ECar now has ‘sufficient’ capacity

Brightside said its trading for the first five months of 2012 has been “robust” and “remains in line with current market expectations”.

The broker said in a trading update that compared with the same five month period in 2011, like-for-like sale grew 9.3% to £37.1m.

In addition, deferred interest relating to its book of premium finance business increased by £1m to £4.8m. This balance will be released to the income statement over the following 11 months as the associated premium finance loans are repaid.

Brightside also reported that after suffering a lack of capacity in the second half of 2011, its eCar business has continued to develop and now has sufficient capacity in place.

Total annual policy sales at eCar for the first five months of 2012 increased 10.4% to 64,419 “in what remains a highly competitive market place,” Brightside said.

ECar’s panel of insurers includes Aviva, AXA, Groupama, Southern Rock and Ageas.

# Source data
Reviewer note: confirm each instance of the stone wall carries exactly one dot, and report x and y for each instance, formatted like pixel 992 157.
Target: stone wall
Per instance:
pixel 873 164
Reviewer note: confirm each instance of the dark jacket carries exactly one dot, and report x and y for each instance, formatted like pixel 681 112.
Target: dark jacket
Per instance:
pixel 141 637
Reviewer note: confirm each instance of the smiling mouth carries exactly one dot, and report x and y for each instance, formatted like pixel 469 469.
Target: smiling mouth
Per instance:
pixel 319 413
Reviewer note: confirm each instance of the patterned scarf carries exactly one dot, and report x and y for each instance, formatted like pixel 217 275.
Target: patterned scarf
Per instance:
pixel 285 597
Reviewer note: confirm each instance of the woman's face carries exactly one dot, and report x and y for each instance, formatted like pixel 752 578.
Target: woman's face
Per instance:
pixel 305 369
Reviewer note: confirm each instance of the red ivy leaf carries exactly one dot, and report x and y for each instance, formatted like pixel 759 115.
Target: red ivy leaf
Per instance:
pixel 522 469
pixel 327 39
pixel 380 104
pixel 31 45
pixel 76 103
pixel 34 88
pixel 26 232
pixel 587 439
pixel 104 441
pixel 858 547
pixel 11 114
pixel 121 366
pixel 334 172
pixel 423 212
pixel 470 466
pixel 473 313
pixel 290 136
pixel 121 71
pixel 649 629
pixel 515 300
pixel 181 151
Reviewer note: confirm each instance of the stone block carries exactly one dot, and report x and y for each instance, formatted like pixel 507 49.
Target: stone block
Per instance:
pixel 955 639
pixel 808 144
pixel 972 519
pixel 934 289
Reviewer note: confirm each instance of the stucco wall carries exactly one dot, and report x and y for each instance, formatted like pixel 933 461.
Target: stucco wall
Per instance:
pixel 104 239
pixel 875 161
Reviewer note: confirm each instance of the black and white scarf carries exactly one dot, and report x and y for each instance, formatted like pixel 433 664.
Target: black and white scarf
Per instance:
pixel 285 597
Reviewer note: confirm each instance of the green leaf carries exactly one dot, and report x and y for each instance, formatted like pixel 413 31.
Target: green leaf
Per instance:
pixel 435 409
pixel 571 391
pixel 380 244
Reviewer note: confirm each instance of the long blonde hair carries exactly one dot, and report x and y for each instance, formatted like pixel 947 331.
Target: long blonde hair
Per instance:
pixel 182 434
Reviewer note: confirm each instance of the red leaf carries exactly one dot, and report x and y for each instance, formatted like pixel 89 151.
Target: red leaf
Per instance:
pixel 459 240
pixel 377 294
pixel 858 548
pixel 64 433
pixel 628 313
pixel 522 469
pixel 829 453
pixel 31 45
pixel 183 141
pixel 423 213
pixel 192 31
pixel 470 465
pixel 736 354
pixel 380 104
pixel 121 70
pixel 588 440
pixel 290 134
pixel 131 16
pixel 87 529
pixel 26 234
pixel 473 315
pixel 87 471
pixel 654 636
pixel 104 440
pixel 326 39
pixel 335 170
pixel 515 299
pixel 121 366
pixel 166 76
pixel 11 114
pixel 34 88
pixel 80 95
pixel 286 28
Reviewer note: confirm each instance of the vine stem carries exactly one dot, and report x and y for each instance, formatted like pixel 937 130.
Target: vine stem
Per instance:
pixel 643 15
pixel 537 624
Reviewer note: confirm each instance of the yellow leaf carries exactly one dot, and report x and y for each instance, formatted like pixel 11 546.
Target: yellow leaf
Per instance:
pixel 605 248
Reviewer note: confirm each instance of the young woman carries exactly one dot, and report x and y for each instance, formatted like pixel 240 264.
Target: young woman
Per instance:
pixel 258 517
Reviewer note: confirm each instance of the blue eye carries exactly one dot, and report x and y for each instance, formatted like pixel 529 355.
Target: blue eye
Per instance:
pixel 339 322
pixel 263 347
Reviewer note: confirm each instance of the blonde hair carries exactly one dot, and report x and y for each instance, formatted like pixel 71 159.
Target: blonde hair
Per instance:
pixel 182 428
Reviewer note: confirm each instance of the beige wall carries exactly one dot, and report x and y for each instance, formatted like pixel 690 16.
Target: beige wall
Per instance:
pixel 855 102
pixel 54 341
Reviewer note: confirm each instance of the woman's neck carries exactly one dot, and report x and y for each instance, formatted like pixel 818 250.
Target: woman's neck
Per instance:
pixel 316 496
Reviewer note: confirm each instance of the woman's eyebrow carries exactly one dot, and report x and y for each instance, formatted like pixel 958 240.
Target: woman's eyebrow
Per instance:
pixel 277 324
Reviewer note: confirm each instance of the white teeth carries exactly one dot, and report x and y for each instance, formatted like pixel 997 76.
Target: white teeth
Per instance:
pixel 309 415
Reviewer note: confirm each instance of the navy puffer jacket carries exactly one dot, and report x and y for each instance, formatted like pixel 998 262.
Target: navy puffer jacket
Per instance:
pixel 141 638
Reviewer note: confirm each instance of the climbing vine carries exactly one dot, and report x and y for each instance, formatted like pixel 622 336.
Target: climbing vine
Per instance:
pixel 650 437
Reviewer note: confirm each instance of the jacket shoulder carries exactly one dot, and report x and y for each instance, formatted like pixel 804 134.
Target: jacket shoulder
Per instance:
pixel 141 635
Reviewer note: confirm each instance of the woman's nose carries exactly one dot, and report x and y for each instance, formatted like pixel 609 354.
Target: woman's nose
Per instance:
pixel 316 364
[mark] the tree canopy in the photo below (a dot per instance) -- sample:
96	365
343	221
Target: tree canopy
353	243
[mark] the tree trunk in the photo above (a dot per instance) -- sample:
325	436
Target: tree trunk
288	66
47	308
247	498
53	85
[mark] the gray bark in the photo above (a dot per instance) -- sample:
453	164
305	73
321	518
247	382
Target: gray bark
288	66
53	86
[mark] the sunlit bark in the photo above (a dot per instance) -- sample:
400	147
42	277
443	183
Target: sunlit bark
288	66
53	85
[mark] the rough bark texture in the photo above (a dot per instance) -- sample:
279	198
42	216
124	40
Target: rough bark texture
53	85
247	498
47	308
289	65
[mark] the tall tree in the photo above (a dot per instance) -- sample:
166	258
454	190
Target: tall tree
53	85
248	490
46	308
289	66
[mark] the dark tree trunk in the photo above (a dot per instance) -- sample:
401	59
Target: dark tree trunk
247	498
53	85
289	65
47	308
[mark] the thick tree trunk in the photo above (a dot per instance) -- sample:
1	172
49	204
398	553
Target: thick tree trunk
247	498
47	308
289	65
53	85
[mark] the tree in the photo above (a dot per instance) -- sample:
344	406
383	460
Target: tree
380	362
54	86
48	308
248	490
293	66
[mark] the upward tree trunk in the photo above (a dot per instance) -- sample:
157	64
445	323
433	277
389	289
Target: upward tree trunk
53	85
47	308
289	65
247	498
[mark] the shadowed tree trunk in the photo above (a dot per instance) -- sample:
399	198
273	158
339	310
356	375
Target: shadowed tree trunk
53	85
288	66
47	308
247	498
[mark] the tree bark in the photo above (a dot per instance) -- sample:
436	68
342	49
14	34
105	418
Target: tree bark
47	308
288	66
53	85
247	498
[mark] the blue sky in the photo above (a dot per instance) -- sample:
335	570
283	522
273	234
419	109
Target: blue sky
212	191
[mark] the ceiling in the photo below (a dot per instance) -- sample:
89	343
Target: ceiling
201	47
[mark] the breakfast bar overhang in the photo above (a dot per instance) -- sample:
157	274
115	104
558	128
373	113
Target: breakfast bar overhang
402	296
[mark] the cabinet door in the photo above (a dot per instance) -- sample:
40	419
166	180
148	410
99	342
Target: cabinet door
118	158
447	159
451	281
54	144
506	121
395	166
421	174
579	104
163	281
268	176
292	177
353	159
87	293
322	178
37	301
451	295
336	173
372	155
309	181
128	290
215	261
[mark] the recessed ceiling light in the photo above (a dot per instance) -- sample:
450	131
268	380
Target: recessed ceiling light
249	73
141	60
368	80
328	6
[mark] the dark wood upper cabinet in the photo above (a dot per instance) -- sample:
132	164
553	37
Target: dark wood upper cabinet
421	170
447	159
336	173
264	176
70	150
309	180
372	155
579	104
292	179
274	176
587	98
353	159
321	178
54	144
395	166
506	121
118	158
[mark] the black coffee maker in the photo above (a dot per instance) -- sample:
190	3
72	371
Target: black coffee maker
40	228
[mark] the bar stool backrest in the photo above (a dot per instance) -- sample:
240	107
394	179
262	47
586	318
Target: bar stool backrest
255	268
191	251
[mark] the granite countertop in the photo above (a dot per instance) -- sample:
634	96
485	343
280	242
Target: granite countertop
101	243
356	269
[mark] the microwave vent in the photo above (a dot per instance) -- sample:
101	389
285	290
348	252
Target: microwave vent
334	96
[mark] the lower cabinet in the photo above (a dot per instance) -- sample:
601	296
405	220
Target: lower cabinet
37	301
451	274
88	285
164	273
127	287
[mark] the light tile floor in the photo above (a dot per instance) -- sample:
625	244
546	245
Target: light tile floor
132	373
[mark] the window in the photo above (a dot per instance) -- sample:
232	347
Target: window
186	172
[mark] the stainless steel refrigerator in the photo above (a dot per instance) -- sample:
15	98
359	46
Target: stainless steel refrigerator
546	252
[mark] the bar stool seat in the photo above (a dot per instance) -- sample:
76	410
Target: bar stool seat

# What the task requires
Reproduce verbatim the stretch of the Brightside trading update from "Brightside said its" through "capacity in place.".

# Output below
Brightside said its trading for the first five months of 2012 has been “robust” and “remains in line with current market expectations”.

The broker said in a trading update that compared with the same five month period in 2011, like-for-like sale grew 9.3% to £37.1m.

In addition, deferred interest relating to its book of premium finance business increased by £1m to £4.8m. This balance will be released to the income statement over the following 11 months as the associated premium finance loans are repaid.

Brightside also reported that after suffering a lack of capacity in the second half of 2011, its eCar business has continued to develop and now has sufficient capacity in place.